▶ [Arbeitsauftrag]:
Beantworte anhand des Textauszugs über die Corona-Beschränkungen die folgenden Fragen.
(a) Welcher Partei gehört Manfred Weber laut Text an?
(b) Wie viele Menschen demonstrierten laut Polizei in München gegen die Restriktionen?
(c) Welchem bestehenden System soll das neue britische Alarmsystem ähneln?

Deutsche und französische Abgeordnete forderten eine sofortige Grenzöffnung. Wegen der sinkenden Zahl von Coronainfektionen könne man nicht mehr mit Gesundheitsschutz argumentieren. Umgekehrt forderte der Fraktionschef der Europäischen Volkspartei (EVP) im Europaparlament, der Deutsche Manfred Weber (CSU), die EU-Außengrenze noch länger geschlossen zu halten, damit die Coronakrise innerhalb der Union schneller überwunden werde.
Aus Deutschland werden unterdessen nach einer kurzen Zeit von Lockerungen der Ausgangssperren wieder merklich höhere Erkrankungszahlen gemeldet. Ungeachtet dessen demonstrierten am Wochenende Tausende Menschen in vielen Orten Deutschlands, darunter in Berlin, Bremen, Stuttgart und München, gegen die Restriktionen. Allein in München waren es laut Polizei etwa 3000 Menschen. Es gab teils tätliche Auseinandersetzungen mit der Polizei.
In Großbritannien gab Premierminister Boris Johnson, der selbst eine Coronainfektion überstanden hat, am Sonntag schrittweise Lockerungen der Restriktionen, aber auch die Einführung eines neuen Alarmsystem bekannt, das ähnlich dem Terrorwarnsystem funktionieren soll. Regionen sollen demnach über verschiedene Informationskanäle über den Stand von Neuinfektionen informiert werden. Großbritannien war zuletzt europaweit das Land mit den meisten Coronatodesfällen (mehr als 31.500).

▶ [Bereitgestelltes Material]:
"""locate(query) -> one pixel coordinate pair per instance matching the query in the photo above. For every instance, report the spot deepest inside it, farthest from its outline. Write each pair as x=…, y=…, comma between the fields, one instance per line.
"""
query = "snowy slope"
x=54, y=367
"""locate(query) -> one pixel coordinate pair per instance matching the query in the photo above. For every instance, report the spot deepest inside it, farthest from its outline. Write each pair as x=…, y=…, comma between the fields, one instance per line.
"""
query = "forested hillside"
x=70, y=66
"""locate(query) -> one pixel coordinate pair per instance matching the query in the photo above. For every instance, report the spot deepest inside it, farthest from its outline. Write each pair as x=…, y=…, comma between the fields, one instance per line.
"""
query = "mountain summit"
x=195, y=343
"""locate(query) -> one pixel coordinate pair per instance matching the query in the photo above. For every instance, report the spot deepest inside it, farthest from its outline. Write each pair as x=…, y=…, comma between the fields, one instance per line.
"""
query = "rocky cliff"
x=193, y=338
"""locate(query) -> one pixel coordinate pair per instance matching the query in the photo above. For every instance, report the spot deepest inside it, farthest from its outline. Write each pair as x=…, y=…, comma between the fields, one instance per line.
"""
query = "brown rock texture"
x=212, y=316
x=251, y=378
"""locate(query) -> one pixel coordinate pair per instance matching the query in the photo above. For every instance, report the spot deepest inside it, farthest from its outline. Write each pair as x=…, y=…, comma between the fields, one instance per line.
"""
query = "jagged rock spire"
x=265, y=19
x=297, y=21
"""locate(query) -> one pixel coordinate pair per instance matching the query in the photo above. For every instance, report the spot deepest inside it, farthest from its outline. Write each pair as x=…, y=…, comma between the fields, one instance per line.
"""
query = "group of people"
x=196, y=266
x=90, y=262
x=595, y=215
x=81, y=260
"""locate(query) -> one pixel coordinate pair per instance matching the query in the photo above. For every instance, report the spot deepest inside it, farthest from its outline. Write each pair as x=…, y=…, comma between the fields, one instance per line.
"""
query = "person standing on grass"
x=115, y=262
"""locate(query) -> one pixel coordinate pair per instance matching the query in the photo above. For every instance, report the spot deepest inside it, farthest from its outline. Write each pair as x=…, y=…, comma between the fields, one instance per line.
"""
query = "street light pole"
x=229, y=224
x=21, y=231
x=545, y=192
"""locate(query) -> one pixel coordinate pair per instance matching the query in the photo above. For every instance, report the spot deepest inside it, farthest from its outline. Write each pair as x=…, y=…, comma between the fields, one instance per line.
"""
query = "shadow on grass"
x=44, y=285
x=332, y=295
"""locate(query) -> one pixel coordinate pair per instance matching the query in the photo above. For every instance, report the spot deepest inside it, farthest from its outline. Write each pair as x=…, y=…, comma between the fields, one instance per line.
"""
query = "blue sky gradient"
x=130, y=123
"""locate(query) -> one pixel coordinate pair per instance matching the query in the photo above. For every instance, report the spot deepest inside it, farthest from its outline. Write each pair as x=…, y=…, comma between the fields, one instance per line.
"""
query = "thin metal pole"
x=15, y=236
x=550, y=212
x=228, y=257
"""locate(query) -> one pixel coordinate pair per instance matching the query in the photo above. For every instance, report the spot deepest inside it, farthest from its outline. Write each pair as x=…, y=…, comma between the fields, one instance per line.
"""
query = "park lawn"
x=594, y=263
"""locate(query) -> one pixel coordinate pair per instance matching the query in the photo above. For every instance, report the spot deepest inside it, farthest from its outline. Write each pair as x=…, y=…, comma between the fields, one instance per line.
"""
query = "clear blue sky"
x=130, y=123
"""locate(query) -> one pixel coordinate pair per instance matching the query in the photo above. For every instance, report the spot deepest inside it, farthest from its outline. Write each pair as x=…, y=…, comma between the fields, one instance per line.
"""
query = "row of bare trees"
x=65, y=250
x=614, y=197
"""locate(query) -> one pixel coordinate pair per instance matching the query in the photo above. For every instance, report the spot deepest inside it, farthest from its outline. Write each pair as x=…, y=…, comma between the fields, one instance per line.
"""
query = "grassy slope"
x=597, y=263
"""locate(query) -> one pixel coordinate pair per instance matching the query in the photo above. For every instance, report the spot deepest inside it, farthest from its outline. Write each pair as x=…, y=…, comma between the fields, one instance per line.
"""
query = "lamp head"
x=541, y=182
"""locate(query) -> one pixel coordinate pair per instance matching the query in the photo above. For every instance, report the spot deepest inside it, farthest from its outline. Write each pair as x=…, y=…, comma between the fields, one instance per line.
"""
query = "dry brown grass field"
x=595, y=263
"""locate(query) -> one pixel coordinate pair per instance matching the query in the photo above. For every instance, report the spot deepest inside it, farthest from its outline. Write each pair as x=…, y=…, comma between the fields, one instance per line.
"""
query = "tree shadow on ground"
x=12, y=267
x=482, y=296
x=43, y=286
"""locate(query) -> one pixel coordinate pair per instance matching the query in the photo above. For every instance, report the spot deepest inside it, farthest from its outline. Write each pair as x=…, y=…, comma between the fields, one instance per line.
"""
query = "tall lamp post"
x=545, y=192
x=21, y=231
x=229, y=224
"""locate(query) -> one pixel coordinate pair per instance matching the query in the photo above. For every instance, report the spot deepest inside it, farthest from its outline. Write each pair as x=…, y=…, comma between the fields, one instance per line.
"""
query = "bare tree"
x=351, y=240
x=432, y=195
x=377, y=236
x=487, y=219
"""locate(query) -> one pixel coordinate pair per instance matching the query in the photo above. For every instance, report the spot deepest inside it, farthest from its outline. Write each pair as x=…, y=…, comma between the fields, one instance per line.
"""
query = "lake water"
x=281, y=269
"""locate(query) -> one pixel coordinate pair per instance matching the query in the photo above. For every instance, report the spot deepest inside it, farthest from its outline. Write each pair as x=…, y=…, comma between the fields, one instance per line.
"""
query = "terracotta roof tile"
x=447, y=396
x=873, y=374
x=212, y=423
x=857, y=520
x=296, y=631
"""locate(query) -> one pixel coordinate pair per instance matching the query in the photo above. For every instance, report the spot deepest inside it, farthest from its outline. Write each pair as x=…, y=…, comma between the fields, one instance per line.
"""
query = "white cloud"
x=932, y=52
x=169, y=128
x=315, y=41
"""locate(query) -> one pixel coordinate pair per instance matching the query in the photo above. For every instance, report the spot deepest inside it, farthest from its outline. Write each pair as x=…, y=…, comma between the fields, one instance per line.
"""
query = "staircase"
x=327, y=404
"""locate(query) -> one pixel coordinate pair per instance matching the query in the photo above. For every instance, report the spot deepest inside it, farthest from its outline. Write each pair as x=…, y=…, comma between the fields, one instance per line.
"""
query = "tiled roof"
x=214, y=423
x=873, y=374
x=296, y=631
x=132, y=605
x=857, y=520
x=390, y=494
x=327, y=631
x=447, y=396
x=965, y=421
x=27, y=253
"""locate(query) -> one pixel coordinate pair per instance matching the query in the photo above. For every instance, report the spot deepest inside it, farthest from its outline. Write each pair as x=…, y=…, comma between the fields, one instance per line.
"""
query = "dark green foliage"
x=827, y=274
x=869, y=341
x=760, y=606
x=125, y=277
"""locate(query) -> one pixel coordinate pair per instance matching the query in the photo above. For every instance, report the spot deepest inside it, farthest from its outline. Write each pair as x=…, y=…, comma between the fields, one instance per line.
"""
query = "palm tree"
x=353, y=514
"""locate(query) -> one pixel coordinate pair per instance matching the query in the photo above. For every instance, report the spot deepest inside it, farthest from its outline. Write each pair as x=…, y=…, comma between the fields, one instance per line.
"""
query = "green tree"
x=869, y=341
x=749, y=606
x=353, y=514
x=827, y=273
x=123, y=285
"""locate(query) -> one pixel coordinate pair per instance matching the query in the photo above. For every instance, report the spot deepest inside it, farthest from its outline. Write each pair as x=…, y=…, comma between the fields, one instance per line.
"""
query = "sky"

▶ [Lösung]:
(a) Der CSU.
(b) Etwa 3000 Menschen.
(c) Dem Terrorwarnsystem.